- Provided passage -
Figure 7 Diagram that illustrates possible mechanical effects on cauda equine. A: Normal state; B: Lumbar canal stenosis. The pressure is applied to the cauda equina with many nerve roots in a circumferential manner.

Figure 8 Circumferential compression of the dog cauda equine. The cauda equina was constricted outside the dura mater using a silicone tube (S), which caused 30% constriction of the diameter of the dura mater using a silicone tube at L6/7 disc level. After 3 wk constriction, clear enhancement was seen inside the cauda equina constricted by a silicon tube (S) as seen on gadolinium-enhanced magnetic resonance (MR) image [T1-weighted spin-echo (SE) image, 600/25 (TR/TE)] (A). No enhancement of epidural root sleeves (ERS) was found on this image. In the cauda equina, where enhancement was found on MR imaging, Evans blue albumin emits a bright red fluorescence which leaked outside the blood vessels, and intraradicular edema was seen under a fluorescent microscope (B). Light microscopy revealed congestion and dilation of the radicular veins (C-E) inside the cauda equina, inflammatory cells infiltration, and Wallerian degeneration (E, asterisk) was observed in the entrapped region. This situation was reflected as breakdown of blood–nerve barrier on fluorescent microscopy and high intensity on gadolinium- enhanced MR imaging. BV: Blood vessel; CE: Cauda equina; ENS: Epidural root sleeves; NR: Nerve root; RS: Root sheath; S: Silicon tube; SS: Subarachnoid space.

Figure 9 Pathogenesis of neurogenic intermittent claudication in lumbar canal stenosis.

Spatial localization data
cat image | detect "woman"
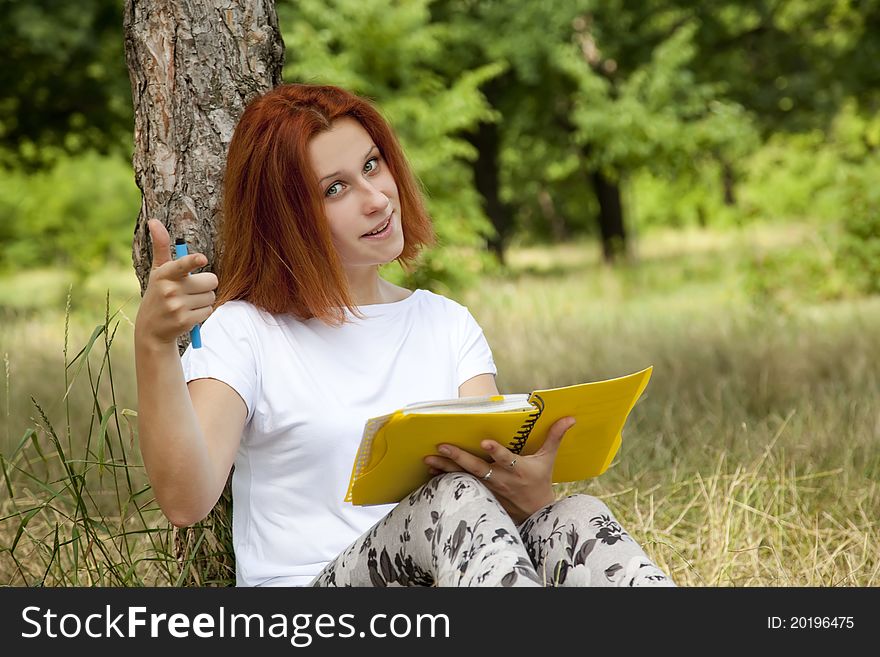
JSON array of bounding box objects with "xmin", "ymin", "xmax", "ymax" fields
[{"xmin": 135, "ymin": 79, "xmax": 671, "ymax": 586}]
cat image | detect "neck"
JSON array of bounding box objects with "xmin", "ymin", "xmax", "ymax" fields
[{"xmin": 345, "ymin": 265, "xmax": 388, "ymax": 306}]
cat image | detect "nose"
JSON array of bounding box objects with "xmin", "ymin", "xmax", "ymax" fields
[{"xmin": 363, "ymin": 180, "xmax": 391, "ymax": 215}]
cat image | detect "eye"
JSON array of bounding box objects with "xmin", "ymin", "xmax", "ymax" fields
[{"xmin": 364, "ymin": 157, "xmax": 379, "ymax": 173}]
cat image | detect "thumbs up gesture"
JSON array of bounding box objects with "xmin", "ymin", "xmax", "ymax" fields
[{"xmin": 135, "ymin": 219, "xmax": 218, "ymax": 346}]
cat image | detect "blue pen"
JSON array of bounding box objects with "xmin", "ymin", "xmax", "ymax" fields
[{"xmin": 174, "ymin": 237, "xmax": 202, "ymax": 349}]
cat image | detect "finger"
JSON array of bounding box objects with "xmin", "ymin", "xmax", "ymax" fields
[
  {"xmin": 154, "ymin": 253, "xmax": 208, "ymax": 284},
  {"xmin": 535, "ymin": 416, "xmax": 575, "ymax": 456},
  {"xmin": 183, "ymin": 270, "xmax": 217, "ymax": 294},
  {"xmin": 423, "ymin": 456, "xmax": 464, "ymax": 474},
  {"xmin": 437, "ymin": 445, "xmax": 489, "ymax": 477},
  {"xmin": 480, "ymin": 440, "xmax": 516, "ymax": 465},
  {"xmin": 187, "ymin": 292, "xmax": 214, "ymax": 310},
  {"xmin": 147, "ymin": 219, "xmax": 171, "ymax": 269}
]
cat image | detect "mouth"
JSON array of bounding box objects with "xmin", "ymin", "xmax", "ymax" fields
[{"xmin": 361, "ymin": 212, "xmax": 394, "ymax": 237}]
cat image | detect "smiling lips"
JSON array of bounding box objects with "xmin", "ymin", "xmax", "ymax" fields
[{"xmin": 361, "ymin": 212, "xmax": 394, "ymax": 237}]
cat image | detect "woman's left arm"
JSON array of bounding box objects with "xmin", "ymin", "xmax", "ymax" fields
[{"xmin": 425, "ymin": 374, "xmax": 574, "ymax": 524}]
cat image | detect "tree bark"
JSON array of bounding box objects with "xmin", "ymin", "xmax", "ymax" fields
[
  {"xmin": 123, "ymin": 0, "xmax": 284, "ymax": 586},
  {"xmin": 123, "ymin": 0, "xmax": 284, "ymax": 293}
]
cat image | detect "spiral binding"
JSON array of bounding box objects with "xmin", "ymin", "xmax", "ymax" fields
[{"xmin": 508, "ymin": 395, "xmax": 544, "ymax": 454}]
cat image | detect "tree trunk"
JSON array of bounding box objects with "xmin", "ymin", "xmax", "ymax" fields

- Task instructions -
A. Pull out the passage from "Figure 7 Diagram that" to "a circumferential manner." in the figure captions on cauda equina compression, copied word for word.
B. Continue the figure captions on lumbar canal stenosis from the point where they stop.

- Exercise results -
A.
Figure 7 Diagram that illustrates possible mechanical effects on cauda equine. A: Normal state; B: Lumbar canal stenosis. The pressure is applied to the cauda equina with many nerve roots in a circumferential manner.

B.
Figure 10 Effect of prostaglandin E₁ on normal (A-C) and compressed nerve root (D-F). The seventh lumbar nerve root was clamped with a clip for 3 wk using dogs. After release of clipping, the intraradicular blood flow was measured before and after intravenous injection of lipo-prostaglandin E₁ (PGE₁) (D-F). As the control group, animals were evaluated at 3 wk after laminectomy. The nerve root was only exposed and wasn’t clamped with a clip (A-C). In the control (A) group, the mean blood pressure fell immediately after intravenous injection of lipo-PGE₁ due to the peripheral vasodilation, but then gradually increased and recovered after 20 min. The changes of blood pressure in the nerve root compression group were the same as those seen in the control group (D). Intravenous injection of lipo-PGE₁ also resulted in marked increase of blood flow in the normal nerve roots (B), but caused minimal enhancement of blood flow at the sites of nerve root compression exhibiting Wallerian degeneration (E). Histological examination revealed no degeneration of the nerve fibers in the control group (C). However, marked Wallerian degeneration was seen in the nerve root compression group (D). The relative number of small diameter axons increased in the compression group at 3 wk after operation compared with the control group (HE stain, original magnification X 50).

Figure 11 Changes in intraradicular blood flow after intravenous injection of lipo-prostaglandin E₁. In normal (control) nerve roots (n = 5), intraradicular blood flow fell immediately after intravenous injection of lipo-Prostaglandin E₁ (PGE₁), but gradually increased (^aP < 0.05). After 30 min, the mean blood flow was 49% higher than before lipo-PGE₁ injection. However, the changes of intraradicular blood flow in the nerve root compression group (n = 5) were not as marked as in the control group, with the mean value after 30 min being only 5% higher than pretreatment value. Reproduced with permission from Kobayashi et al[81].

Figure 12 Magnetic resonance imaging of lumbar canal stenosis patients with neurogenic intermittent claudication. A: Cross-sectional area of dural sac (T1-w) at the site of maximal canal stenosis; B: Magnetic resonance imaging of redundunt nerve root (T2-w).